*Source extract*:
# BC GRANT 11th Annual Shoot Flyer



## B.C. Girl (Aug 7, 2010)

Please check out the attached flyer. Great door prizes continue to come in and the last novelty shot for the grand prize will be progressive!! Take an easy shot for a guaranteed prize or step it up or out for bigger and better prizes. 10 shooters will be drawn to participate.  80 targets are in the shade and as always the Seringety range is in full sun!!  Plenty of water will be through out all the ranges. 

Two of the ranges will be stay open all afternoon for those that would like to shoot another round and Kevin Stephens will have yet another hateful IRON MAN set for our enjoyment.

Address to the shoot is 1405 B.C. Grant Road, Alto GA 30510 or State Highway 365 right behind the Hayes Dealerships.  Or call my dad 678-858-2437

Hope to see you all there!


----------



## brownitisdown (Aug 8, 2010)

Dennis said:


> If thats the one im thinking of there will be a couple of hundred people there and all the shots are long! I might also have a club work day also.I will let you know



yes that it is a great shoot and great people that put it on


----------



## B.C. Girl (Aug 8, 2010)

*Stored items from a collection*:

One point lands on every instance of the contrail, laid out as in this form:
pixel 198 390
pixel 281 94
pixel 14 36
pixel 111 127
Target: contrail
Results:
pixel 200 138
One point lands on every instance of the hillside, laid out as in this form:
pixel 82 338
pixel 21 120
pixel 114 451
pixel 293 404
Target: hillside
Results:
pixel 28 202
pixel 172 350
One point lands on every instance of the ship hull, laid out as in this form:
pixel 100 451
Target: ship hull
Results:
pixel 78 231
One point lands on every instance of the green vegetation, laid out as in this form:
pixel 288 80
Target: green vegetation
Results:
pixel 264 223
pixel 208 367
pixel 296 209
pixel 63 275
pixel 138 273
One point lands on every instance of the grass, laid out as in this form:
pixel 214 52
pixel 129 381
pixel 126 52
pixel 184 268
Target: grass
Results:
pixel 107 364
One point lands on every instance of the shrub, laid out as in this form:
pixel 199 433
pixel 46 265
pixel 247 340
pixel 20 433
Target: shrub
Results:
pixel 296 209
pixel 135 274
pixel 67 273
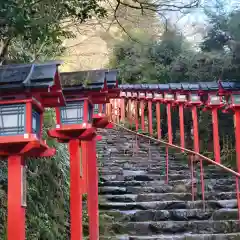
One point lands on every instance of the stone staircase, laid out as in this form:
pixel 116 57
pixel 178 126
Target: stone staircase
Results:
pixel 140 205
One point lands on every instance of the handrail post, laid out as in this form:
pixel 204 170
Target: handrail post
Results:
pixel 136 114
pixel 181 125
pixel 169 121
pixel 216 135
pixel 142 115
pixel 196 149
pixel 122 109
pixel 150 117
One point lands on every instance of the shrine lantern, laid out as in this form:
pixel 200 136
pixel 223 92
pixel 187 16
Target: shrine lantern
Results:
pixel 191 90
pixel 25 90
pixel 158 92
pixel 208 92
pixel 76 125
pixel 212 101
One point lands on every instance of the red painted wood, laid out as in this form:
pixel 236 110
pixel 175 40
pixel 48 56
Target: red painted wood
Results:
pixel 150 118
pixel 122 109
pixel 85 111
pixel 16 213
pixel 181 123
pixel 28 117
pixel 169 119
pixel 92 190
pixel 84 163
pixel 216 135
pixel 75 191
pixel 142 115
pixel 237 137
pixel 136 114
pixel 195 128
pixel 158 116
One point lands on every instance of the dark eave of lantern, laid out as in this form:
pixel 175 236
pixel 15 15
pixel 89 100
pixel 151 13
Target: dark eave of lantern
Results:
pixel 17 77
pixel 163 87
pixel 111 78
pixel 191 86
pixel 230 85
pixel 208 86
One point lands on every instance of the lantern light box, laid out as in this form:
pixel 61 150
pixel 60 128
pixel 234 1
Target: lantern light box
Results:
pixel 181 98
pixel 158 96
pixel 13 120
pixel 214 100
pixel 194 98
pixel 235 99
pixel 134 94
pixel 129 94
pixel 24 92
pixel 74 112
pixel 168 97
pixel 141 95
pixel 149 95
pixel 123 94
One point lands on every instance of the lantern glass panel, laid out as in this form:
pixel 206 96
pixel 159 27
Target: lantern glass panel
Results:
pixel 104 108
pixel 214 99
pixel 12 119
pixel 158 95
pixel 181 97
pixel 96 109
pixel 236 99
pixel 90 112
pixel 35 122
pixel 23 186
pixel 72 113
pixel 194 98
pixel 169 96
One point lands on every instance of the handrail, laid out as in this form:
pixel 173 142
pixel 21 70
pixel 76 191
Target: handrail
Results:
pixel 183 149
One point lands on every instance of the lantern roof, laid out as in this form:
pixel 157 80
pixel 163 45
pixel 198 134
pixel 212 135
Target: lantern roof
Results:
pixel 91 79
pixel 208 86
pixel 230 85
pixel 153 86
pixel 163 87
pixel 190 86
pixel 35 75
pixel 175 86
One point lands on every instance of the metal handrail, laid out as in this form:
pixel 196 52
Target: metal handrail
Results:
pixel 182 149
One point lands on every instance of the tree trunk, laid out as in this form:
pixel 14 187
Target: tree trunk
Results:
pixel 4 50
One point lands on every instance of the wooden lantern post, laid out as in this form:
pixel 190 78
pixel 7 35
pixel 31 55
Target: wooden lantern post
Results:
pixel 212 102
pixel 76 125
pixel 24 93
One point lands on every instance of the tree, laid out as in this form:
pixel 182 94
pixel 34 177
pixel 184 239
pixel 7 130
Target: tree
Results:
pixel 41 22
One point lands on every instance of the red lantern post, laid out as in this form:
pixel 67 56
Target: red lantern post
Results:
pixel 85 111
pixel 142 97
pixel 149 97
pixel 213 102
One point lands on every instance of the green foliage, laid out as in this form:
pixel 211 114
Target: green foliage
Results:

*The tasks*:
(1) Reproduce word for word the passage of the BC Grant shoot thread that begins at the words "Two of the ranges" and stops after "brownitisdown (Aug 8, 2010)".
(2) In the BC Grant shoot thread, which range is said to be in full sun?
Rely on the BC Grant shoot thread alone.

*Answers provided*:
(1)
Two of the ranges will be stay open all afternoon for those that would like to shoot another round and Kevin Stephens will have yet another hateful IRON MAN set for our enjoyment.

Address to the shoot is 1405 B.C. Grant Road, Alto GA 30510 or State Highway 365 right behind the Hayes Dealerships.  Or call my dad 678-858-2437

Hope to see you all there!


----------



## brownitisdown (Aug 8, 2010)

(2) The Seringety range.